• 閱讀摘錄:
☆ ☆ ☆ ☆ ☆ ☆ ☆
ThriftAttention：面向長上下文FP4注意力之選擇性混合精度

摘要

高效注意力演算法對於減輕長上下文任務中注意力機制的二次方計算成本至關重要。先前的研究在Blackwell GPU上採用區塊縮放量化技術，將注意力計算降至4位元精度以加速推論。然而，在長上下文環境中，這些技術會導致顯著的品質下降。我們證明了量化誤差的輸出影響具有高度不均勻性，且隨著每個查詢-鍵交互的重要性增加而加劇，使得功能相關的誤差集中在包含最重要token的少數注意力區塊中。為此，我們提出ThriftAttention，一種低位元注意力變體，能在FP4推論效率下提供接近FP16的長上下文品質。此方法分兩階段進行：首先，啟發式方法快速選出少數重要的查詢-鍵區塊對，以FP16精度處理；其次，選定區塊以FP16計算，其餘區塊以FP4計算，兩者透過在線Softmax合併為單一輸出。我們在長上下文基準測試與多種模型系列中證明，僅需以FP16計算5%的查詢-鍵區塊，ThriftAttention平均能恢復89.1%的FP4至FP16效能差距。我們也顯示ThriftAttention的優勢隨序列長度增加而擴大，可緩解長上下文下FP4的系統性品質衰退。程式碼開源於 https://github.com/joesharratt1229/ThriftAttention。
☆ ☆ ☆ ☆ ☆ ☆ ☆
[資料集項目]
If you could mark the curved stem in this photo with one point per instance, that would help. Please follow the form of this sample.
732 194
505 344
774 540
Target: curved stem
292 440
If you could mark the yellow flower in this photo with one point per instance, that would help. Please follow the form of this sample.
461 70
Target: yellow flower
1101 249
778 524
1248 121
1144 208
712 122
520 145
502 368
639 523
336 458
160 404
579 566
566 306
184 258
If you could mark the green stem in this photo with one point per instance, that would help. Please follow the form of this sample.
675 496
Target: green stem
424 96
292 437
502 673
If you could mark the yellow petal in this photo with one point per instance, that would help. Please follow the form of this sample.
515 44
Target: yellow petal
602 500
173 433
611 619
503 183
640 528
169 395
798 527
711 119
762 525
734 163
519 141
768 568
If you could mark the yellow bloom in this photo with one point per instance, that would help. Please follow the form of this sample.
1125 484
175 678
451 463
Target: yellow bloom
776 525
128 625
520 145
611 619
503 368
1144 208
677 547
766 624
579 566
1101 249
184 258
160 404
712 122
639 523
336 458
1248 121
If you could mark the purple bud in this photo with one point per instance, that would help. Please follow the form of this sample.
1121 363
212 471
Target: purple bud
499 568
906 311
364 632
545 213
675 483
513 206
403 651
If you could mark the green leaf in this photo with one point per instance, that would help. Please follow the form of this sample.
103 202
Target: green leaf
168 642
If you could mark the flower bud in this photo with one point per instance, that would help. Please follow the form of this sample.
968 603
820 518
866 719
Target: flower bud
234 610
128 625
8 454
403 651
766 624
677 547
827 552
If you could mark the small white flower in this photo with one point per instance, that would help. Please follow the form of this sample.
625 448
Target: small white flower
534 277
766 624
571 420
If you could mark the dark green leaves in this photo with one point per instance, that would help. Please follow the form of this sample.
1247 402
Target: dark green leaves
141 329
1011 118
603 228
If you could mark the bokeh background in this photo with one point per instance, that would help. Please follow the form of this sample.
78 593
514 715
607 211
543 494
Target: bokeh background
☆ ☆ ☆ ☆ ☆ ☆ ☆
• 題目:
請將上方關於ThriftAttention的文字從標題到結尾逐字完整抄寫一遍。

• 完整回答:
ThriftAttention：面向長上下文FP4注意力之選擇性混合精度

摘要

高效注意力演算法對於減輕長上下文任務中注意力機制的二次方計算成本至關重要。先前的研究在Blackwell GPU上採用區塊縮放量化技術，將注意力計算降至4位元精度以加速推論。然而，在長上下文環境中，這些技術會導致顯著的品質下降。我們證明了量化誤差的輸出影響具有高度不均勻性，且隨著每個查詢-鍵交互的重要性增加而加劇，使得功能相關的誤差集中在包含最重要token的少數注意力區塊中。為此，我們提出ThriftAttention，一種低位元注意力變體，能在FP4推論效率下提供接近FP16的長上下文品質。此方法分兩階段進行：首先，啟發式方法快速選出少數重要的查詢-鍵區塊對，以FP16精度處理；其次，選定區塊以FP16計算，其餘區塊以FP4計算，兩者透過在線Softmax合併為單一輸出。我們在長上下文基準測試與多種模型系列中證明，僅需以FP16計算5%的查詢-鍵區塊，ThriftAttention平均能恢復89.1%的FP4至FP16效能差距。我們也顯示ThriftAttention的優勢隨序列長度增加而擴大，可緩解長上下文下FP4的系統性品質衰退。程式碼開源於 https://github.com/joesharratt1229/ThriftAttention。